• _What the task asks_
The listing below is to be copied in full, line by line.
Data provided START
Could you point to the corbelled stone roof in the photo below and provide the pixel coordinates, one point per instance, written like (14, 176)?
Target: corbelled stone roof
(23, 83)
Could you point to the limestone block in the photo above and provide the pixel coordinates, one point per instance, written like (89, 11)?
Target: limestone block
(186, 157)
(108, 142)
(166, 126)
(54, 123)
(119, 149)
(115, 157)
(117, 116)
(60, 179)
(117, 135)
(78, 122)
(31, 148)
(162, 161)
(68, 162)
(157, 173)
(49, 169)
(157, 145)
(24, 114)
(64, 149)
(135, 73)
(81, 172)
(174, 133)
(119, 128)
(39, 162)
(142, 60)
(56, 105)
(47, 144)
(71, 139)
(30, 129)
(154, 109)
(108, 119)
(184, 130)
Data provided END
• _Written response_
Could you point to the corbelled stone roof in the photo below and provide the pixel coordinates, one point per instance, written like (14, 176)?
Target: corbelled stone roof
(23, 83)
Could you point to the limestone block in the photo above and provide the pixel coordinates, one point per instance, written like (89, 11)?
Target: limestone block
(186, 157)
(108, 142)
(166, 126)
(54, 123)
(119, 149)
(115, 157)
(117, 116)
(60, 179)
(117, 135)
(78, 122)
(31, 148)
(162, 161)
(68, 162)
(157, 173)
(49, 169)
(157, 145)
(24, 114)
(64, 149)
(135, 73)
(81, 172)
(174, 133)
(119, 128)
(39, 162)
(142, 60)
(56, 105)
(47, 144)
(71, 139)
(30, 129)
(154, 109)
(108, 119)
(184, 130)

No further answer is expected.